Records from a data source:

┏━━

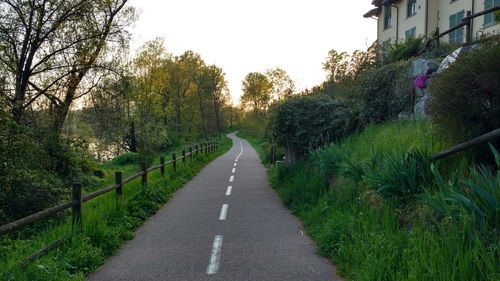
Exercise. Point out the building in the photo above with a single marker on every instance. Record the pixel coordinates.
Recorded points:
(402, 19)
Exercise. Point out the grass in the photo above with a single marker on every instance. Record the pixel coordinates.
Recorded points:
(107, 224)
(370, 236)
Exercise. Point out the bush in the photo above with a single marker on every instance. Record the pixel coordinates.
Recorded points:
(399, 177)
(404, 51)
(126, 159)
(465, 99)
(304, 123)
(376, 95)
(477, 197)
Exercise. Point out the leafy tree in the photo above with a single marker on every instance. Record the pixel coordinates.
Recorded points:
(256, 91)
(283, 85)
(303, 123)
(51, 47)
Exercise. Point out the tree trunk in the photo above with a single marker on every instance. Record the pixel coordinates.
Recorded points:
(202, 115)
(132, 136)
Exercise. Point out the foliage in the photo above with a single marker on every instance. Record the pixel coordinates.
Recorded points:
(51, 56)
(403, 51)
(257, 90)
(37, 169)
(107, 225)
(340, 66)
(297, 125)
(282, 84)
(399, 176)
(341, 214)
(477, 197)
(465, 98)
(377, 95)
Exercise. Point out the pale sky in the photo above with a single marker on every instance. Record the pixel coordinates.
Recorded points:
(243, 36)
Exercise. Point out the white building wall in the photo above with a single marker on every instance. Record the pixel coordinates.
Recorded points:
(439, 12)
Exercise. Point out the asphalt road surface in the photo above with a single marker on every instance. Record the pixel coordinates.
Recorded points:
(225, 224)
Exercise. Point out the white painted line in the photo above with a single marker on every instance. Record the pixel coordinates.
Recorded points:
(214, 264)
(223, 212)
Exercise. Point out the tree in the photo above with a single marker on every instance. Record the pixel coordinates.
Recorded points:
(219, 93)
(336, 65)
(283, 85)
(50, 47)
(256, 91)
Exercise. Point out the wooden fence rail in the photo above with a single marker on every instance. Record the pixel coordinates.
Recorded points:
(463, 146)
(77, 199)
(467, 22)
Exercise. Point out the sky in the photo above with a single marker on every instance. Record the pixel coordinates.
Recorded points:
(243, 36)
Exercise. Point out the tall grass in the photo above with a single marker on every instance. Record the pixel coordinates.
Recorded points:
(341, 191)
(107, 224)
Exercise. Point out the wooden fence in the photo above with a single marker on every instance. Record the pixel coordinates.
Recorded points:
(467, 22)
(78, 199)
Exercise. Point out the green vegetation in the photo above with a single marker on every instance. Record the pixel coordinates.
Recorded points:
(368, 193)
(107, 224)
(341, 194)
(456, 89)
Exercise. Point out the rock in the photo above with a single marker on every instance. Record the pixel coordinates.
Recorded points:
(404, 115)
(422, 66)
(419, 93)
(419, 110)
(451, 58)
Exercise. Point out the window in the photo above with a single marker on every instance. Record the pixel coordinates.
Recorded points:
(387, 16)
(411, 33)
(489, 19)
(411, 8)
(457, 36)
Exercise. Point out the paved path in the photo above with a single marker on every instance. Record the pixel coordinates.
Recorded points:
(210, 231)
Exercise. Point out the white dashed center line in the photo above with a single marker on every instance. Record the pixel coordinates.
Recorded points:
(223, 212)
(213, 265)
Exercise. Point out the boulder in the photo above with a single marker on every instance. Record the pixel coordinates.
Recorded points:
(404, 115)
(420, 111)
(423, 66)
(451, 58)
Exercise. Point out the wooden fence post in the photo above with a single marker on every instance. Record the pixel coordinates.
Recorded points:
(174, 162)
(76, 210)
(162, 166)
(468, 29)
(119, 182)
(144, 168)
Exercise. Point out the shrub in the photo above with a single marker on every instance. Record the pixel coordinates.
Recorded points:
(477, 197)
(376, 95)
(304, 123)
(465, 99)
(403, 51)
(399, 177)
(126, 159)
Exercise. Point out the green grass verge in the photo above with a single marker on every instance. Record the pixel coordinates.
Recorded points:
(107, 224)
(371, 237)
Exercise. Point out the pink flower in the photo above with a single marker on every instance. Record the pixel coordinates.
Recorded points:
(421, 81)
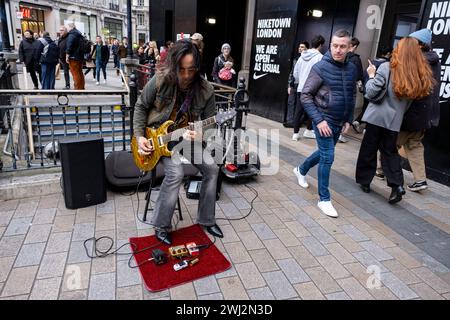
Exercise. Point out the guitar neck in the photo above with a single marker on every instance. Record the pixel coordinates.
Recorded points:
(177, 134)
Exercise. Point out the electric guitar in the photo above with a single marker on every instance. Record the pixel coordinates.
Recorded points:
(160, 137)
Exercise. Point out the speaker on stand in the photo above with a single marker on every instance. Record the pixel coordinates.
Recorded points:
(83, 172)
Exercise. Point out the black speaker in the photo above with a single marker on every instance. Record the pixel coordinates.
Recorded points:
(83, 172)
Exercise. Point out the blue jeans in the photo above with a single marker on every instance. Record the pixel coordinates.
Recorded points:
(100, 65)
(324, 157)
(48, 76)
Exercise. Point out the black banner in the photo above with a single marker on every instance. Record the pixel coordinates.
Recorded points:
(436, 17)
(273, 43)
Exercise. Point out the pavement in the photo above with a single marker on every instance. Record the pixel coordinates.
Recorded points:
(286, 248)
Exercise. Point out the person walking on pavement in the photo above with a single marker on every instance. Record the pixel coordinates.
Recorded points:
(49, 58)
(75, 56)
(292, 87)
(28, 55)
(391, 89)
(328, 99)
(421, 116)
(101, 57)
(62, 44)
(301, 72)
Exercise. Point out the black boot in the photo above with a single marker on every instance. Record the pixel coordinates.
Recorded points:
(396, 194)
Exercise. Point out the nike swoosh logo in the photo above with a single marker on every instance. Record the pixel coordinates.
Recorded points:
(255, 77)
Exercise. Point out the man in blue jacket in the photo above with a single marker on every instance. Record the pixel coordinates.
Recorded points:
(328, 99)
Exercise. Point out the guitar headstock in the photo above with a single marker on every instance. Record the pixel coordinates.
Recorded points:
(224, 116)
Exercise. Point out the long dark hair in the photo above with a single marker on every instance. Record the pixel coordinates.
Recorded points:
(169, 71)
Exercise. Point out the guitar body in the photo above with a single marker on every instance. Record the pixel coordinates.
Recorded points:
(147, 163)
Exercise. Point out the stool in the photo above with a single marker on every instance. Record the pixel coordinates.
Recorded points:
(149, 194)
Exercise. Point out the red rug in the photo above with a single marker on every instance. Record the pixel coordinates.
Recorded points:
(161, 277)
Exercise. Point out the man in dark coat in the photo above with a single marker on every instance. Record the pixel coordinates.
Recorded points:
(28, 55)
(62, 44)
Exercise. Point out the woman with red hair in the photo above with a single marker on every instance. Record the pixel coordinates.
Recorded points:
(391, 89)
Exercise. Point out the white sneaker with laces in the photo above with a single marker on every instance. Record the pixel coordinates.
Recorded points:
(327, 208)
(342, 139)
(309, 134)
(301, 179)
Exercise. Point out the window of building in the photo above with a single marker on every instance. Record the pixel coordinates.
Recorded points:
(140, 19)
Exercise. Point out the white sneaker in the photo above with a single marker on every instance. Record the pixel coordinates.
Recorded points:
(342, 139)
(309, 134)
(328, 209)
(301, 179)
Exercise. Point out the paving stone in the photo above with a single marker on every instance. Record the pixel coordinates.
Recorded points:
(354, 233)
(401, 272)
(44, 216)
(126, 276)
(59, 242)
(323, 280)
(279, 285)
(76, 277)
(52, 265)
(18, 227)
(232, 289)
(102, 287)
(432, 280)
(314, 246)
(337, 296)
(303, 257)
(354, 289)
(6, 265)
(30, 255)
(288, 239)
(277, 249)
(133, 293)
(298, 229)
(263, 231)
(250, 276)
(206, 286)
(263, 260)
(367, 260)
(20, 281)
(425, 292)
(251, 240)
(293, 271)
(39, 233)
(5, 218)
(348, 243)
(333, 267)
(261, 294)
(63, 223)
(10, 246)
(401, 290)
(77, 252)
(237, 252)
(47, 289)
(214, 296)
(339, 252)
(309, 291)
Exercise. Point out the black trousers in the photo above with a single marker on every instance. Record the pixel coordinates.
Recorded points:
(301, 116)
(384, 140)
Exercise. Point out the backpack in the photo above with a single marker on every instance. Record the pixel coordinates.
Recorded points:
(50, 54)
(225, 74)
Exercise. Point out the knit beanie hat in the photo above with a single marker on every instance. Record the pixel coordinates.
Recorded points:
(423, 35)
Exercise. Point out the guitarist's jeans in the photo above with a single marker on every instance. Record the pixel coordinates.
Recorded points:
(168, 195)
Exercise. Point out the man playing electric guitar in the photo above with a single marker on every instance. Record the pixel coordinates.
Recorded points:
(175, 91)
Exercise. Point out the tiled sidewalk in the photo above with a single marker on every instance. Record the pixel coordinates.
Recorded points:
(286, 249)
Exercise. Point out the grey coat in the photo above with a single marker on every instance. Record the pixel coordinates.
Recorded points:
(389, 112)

┗━━
┏━━

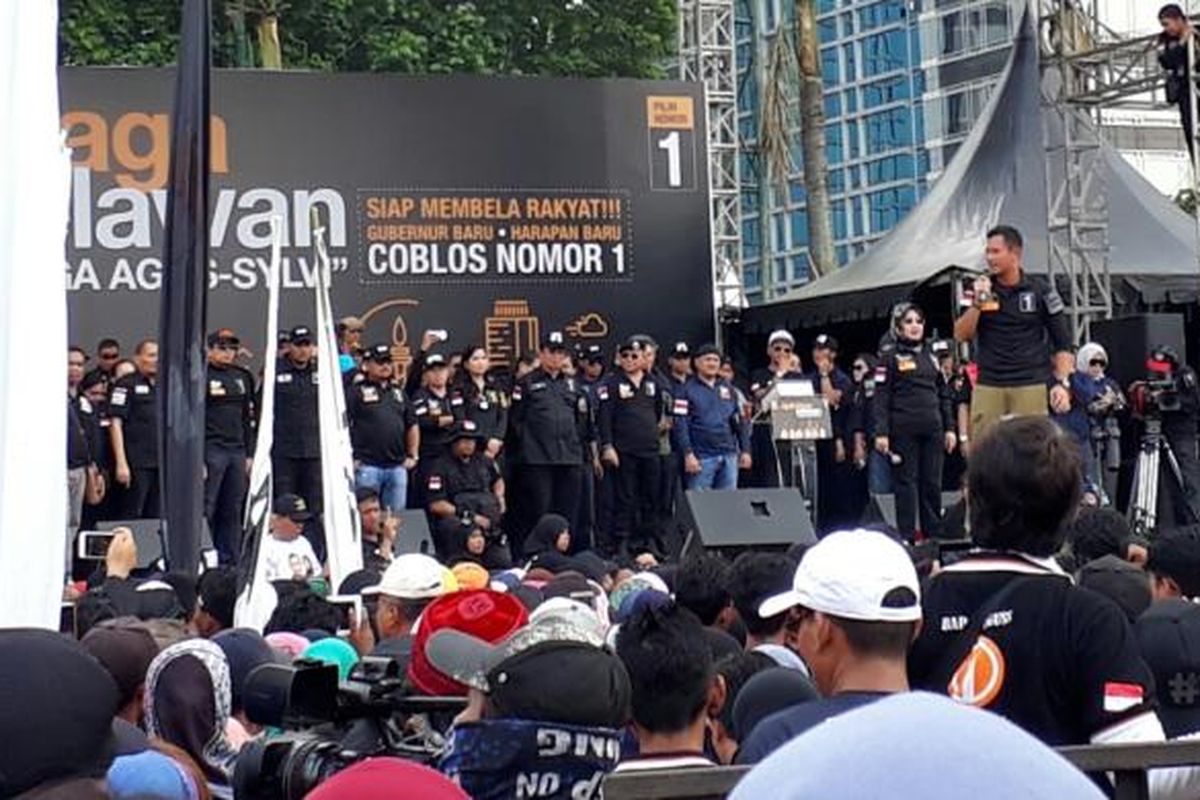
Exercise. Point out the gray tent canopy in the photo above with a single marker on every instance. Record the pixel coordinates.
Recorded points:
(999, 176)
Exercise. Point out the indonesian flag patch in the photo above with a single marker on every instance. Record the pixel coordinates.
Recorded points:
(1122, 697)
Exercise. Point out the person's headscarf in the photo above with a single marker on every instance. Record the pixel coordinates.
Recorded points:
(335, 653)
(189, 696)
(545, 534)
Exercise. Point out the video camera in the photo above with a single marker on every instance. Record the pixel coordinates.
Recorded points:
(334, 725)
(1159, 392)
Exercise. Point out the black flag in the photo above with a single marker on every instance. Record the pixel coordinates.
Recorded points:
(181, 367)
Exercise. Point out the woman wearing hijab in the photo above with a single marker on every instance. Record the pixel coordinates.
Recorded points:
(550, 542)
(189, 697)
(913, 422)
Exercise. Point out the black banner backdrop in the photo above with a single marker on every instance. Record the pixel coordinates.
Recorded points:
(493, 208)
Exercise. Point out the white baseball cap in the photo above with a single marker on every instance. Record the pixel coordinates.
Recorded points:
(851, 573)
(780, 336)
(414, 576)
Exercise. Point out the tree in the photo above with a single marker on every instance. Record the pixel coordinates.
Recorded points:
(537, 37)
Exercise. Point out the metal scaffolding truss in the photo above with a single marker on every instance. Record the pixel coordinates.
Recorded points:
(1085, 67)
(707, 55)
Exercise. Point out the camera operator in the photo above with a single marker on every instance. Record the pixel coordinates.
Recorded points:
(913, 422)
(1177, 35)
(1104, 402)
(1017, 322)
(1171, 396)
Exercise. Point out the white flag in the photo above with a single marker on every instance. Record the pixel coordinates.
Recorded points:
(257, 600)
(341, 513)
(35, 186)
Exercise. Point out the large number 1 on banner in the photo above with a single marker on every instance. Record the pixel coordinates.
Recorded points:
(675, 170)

┗━━

§ What you should do
Look above for the line that contains "Exercise. Point out the white dashed". Starting there, transcribe every line exactly until you have copied the line that contains "Exercise. Point out the shrub".

§ Completed exercise
Exercise. Point out the white dashed center line in the photo above with a single marker on every instance. Record the pixel coordinates.
Recorded points:
(223, 212)
(213, 265)
Exercise. Point out the boulder in the photo above with a single marker on every instance. Record the pixel coordinates.
Recorded points:
(404, 115)
(420, 111)
(423, 66)
(451, 58)
Exercise. Point out the wooden fence post in the photo above with a single marker on every instance. Record the pixel coordinates.
Recorded points:
(174, 162)
(76, 210)
(162, 166)
(468, 29)
(119, 182)
(144, 168)
Exercise. Point out the shrub in the photo above with a single marker on every instance. Record the pixel coordinates.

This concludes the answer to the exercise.